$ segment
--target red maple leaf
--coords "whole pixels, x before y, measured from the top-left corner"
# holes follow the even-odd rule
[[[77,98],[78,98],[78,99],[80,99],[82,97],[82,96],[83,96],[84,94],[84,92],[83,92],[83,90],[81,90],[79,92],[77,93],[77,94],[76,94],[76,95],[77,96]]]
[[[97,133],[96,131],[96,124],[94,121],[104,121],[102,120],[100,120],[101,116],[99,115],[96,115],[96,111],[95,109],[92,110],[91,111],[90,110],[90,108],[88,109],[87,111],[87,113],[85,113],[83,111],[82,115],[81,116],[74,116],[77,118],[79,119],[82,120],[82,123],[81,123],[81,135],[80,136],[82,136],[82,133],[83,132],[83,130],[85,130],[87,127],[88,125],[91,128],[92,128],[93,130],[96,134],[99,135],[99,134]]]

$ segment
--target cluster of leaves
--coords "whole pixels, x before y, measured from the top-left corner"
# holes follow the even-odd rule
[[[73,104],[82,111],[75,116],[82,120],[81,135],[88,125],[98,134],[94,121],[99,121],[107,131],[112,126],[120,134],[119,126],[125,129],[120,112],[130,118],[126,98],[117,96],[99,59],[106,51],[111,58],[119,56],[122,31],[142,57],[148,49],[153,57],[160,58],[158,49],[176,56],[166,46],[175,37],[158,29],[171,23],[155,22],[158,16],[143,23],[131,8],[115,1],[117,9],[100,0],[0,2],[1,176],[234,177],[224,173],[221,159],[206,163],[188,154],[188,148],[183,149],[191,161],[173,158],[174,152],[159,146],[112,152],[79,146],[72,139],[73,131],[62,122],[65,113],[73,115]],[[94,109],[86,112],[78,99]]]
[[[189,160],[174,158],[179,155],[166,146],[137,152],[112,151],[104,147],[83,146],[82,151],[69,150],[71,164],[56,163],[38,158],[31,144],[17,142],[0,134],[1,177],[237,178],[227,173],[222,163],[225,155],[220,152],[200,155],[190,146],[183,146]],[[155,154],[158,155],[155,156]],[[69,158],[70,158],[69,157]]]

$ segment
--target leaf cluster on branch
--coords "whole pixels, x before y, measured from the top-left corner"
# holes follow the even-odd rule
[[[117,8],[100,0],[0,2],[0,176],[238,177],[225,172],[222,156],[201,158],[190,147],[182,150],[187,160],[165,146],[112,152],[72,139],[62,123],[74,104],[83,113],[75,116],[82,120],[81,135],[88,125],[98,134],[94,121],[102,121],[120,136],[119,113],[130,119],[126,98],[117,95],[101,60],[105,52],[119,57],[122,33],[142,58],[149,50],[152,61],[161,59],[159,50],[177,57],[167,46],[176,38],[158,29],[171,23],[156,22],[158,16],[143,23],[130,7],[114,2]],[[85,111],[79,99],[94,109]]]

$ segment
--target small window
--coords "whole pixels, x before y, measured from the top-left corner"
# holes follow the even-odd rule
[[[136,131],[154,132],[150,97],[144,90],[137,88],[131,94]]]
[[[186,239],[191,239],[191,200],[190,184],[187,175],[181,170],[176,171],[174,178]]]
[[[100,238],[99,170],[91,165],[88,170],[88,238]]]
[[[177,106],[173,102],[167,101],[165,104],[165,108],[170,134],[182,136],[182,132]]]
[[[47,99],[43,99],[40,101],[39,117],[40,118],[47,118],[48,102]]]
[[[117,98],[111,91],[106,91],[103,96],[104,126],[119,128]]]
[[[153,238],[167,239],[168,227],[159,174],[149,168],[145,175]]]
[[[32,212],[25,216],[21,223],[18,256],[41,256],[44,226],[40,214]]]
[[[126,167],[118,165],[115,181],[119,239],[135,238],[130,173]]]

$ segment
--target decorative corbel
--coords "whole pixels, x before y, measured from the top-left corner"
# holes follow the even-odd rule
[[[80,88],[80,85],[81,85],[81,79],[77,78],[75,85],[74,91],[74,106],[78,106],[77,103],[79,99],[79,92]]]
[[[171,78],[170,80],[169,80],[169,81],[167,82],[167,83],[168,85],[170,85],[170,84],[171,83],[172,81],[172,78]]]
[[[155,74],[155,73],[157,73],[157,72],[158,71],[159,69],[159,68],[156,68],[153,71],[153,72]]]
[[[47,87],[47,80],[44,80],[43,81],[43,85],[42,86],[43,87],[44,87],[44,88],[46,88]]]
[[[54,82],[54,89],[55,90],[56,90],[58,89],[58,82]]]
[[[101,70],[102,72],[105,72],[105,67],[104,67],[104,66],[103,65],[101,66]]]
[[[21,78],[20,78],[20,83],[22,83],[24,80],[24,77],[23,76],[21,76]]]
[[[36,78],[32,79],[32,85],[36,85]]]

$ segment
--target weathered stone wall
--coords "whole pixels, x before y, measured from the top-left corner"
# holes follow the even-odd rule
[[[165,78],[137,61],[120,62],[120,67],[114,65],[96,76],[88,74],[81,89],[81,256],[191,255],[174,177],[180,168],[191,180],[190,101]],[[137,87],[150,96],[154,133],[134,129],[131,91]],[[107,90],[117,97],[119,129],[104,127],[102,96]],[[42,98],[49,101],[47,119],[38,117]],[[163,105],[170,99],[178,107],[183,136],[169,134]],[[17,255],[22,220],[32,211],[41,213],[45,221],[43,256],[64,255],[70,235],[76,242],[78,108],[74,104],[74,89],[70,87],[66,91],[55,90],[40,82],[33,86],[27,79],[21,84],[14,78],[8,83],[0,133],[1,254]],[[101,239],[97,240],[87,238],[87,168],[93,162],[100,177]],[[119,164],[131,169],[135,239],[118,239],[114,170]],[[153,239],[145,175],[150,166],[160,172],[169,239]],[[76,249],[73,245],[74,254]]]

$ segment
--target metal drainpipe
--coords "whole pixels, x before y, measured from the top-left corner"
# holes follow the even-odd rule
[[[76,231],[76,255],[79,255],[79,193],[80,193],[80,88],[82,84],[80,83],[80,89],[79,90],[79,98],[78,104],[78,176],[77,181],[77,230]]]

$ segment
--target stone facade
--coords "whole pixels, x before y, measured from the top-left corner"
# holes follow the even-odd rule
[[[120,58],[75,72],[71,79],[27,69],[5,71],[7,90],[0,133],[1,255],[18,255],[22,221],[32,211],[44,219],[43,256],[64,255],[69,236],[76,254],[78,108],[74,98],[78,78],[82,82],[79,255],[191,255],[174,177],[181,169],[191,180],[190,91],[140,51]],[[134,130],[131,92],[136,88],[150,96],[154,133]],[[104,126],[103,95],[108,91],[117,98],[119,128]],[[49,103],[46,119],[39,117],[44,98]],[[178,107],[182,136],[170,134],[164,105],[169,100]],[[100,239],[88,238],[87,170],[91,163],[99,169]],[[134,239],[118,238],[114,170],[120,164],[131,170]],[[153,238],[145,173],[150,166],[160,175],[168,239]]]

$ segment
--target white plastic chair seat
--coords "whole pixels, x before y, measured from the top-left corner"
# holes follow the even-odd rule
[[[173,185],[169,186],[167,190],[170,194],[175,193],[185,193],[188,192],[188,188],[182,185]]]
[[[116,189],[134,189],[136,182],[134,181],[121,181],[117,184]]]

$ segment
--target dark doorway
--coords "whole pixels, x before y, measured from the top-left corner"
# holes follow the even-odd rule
------------------------------------------------------------------------
● Written task:
Return each line of the listing above that contains the string "target". The match is case-sensitive.

● Answer to the exercise:
--target red maple leaf
--target cluster of leaves
--target leaf cluster on branch
--target small window
--target decorative corbel
--target weathered stone wall
--target metal drainpipe
--target stone facade
--target white plastic chair seat
--target dark doorway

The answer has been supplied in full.